-- SOURCE DATA follows --
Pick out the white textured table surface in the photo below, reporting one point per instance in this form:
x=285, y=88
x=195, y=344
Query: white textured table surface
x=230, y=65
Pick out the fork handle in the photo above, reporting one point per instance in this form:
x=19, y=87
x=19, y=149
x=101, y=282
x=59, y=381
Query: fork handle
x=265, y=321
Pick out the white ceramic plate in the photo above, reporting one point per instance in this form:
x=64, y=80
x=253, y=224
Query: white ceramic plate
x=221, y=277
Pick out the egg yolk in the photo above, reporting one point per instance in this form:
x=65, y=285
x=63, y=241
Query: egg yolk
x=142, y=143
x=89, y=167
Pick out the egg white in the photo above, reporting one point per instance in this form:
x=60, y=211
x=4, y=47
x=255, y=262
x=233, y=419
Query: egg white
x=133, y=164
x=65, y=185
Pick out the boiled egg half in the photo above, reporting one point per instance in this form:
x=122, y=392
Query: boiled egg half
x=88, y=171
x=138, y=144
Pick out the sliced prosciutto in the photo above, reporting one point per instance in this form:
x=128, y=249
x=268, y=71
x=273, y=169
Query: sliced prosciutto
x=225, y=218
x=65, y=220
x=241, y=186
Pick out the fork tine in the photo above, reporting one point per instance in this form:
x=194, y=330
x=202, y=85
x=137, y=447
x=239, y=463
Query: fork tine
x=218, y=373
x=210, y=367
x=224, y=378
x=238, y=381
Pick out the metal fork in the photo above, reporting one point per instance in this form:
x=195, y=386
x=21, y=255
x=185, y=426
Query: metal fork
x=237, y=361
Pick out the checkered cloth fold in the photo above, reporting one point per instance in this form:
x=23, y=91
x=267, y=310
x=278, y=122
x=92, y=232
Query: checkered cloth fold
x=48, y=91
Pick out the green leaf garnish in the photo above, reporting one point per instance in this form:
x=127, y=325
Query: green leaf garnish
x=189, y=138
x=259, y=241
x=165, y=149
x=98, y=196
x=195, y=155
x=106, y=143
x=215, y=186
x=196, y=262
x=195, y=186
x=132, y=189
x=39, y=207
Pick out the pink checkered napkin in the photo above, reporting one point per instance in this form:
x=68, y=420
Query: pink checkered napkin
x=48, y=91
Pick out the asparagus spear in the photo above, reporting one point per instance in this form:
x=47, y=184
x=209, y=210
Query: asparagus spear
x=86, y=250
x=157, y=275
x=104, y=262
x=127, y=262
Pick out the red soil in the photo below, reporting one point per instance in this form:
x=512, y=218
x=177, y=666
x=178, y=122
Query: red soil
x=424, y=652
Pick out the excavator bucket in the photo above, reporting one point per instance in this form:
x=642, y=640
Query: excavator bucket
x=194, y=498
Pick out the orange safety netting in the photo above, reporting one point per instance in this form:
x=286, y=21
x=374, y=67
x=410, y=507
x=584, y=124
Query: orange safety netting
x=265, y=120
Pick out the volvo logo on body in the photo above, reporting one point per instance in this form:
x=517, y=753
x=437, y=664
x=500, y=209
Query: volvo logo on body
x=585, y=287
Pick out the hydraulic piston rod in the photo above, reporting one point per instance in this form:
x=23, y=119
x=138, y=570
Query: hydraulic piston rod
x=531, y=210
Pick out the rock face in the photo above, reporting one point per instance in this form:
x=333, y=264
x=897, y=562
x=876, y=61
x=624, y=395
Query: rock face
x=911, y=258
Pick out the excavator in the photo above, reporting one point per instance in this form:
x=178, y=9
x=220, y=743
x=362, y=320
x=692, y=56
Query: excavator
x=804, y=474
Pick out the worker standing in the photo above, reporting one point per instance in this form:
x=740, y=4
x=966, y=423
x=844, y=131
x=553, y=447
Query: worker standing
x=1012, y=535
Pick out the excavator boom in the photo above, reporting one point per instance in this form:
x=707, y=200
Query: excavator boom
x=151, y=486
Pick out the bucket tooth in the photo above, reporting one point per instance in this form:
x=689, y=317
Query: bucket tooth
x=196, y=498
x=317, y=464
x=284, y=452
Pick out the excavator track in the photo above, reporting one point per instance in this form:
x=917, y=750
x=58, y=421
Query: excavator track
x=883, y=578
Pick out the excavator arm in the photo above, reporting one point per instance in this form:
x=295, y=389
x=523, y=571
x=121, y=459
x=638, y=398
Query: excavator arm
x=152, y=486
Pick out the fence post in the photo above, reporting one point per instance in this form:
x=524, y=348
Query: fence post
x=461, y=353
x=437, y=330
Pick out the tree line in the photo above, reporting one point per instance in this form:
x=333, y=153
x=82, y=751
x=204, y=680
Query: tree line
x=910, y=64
-- SOURCE DATA concluded --
EXERCISE BRIEF
Print the listing above in full, exactly as it is.

WRITTEN SOLUTION
Pick out the white textured table surface in the photo below, reporting one point per instance in this form:
x=285, y=88
x=195, y=344
Query: white textured table surface
x=230, y=65
Pick out the fork handle in the photo above, reporting one point per instance in this form:
x=19, y=87
x=19, y=149
x=101, y=282
x=59, y=381
Query: fork handle
x=265, y=321
Pick out the white ceramic plate in the photo above, reporting one point per instance in this form:
x=64, y=80
x=253, y=224
Query: white ceramic plate
x=221, y=277
Pick out the egg yolk in the photo above, reporting one point per instance in this form:
x=65, y=285
x=63, y=241
Query: egg yolk
x=142, y=143
x=89, y=167
Pick out the egg white in the photo above, reporting one point per instance in this form:
x=60, y=211
x=4, y=47
x=255, y=262
x=233, y=419
Query: egg white
x=133, y=164
x=65, y=185
Pick out the boiled egg half in the photo above, reporting one point per instance in this form:
x=122, y=392
Query: boiled egg half
x=88, y=171
x=138, y=144
Pick out the sliced prosciutto in the photo above, reporting one point per instance in this form:
x=128, y=249
x=268, y=71
x=273, y=169
Query: sliced prosciutto
x=225, y=218
x=65, y=220
x=241, y=186
Pick out the fork tine in the photo above, reporting one point per instance in this form:
x=194, y=330
x=202, y=85
x=137, y=447
x=239, y=463
Query: fork tine
x=218, y=373
x=210, y=367
x=224, y=378
x=238, y=381
Pick out the metal fork in the photo above, reporting one point per instance in this form:
x=195, y=386
x=21, y=255
x=185, y=426
Query: metal fork
x=237, y=361
Pick out the checkered cloth fold in the photo above, reporting one point per instance in this form:
x=23, y=91
x=267, y=310
x=278, y=122
x=92, y=232
Query: checkered cloth fold
x=48, y=91
Pick out the green leaf garnish in the photo above, reporting one point per instance in this form:
x=127, y=325
Query: green leaf garnish
x=189, y=138
x=259, y=241
x=165, y=149
x=98, y=196
x=195, y=155
x=106, y=143
x=215, y=186
x=196, y=262
x=195, y=186
x=132, y=189
x=39, y=207
Pick out the pink checkered napkin in the photo above, reporting one point per instance in this form:
x=68, y=420
Query: pink checkered napkin
x=48, y=91
Pick out the asparagus spear in the photo above, reporting one point per instance in this form:
x=47, y=184
x=209, y=210
Query: asparagus spear
x=86, y=250
x=157, y=275
x=104, y=262
x=127, y=262
Pick out the red soil in the photo below, reporting one point per instance in this form:
x=512, y=218
x=177, y=666
x=178, y=122
Query: red soil
x=424, y=652
Pick out the excavator bucket in the photo above, reporting one point per instance in this form:
x=642, y=640
Query: excavator bucket
x=194, y=498
Pick out the orange safety netting in the photo above, reporting one point per instance in this form:
x=286, y=21
x=374, y=67
x=410, y=507
x=584, y=124
Query: orange safety netting
x=265, y=120
Pick out the volvo logo on body in the photo above, reporting one point per instance in this form:
x=517, y=753
x=437, y=664
x=500, y=209
Query: volvo logo on body
x=585, y=287
Pick out the hydraulic piston rod in the photo above, reporting one point per instance in this form:
x=23, y=119
x=138, y=570
Query: hydraulic piston rod
x=531, y=210
Pick out the rock face in the photo above, reporting one point per instance in this form:
x=333, y=264
x=897, y=562
x=876, y=61
x=624, y=395
Query: rock face
x=911, y=258
Pick out the excavator in the photo above, reporting one point per instance in this form:
x=178, y=9
x=220, y=743
x=362, y=320
x=692, y=56
Query: excavator
x=804, y=474
Pick out the worker standing in the photo above, reporting one point per instance in this form:
x=740, y=4
x=966, y=423
x=844, y=131
x=553, y=447
Query: worker standing
x=1012, y=535
Pick out the excavator boom in the photo above, reporting one point per instance in this form:
x=707, y=200
Query: excavator boom
x=151, y=486
Pick out the bucket tooth in the photo above, reporting one point per instance in this form:
x=689, y=317
Query: bucket tooth
x=196, y=498
x=317, y=464
x=284, y=452
Pick out the excavator track in the photo above, reporting one point per instance in this form:
x=917, y=750
x=58, y=421
Query: excavator track
x=883, y=578
Pick out the excavator arm in the photo above, reporting one point per instance in this form:
x=295, y=389
x=523, y=571
x=121, y=459
x=638, y=398
Query: excavator arm
x=152, y=486
Pick out the fence post in the photo above, reporting one point per instance in this form:
x=524, y=348
Query: fence post
x=461, y=353
x=437, y=330
Pick out the tree line in the photo above, reporting one point per instance in this form:
x=333, y=153
x=82, y=751
x=204, y=680
Query: tree line
x=910, y=64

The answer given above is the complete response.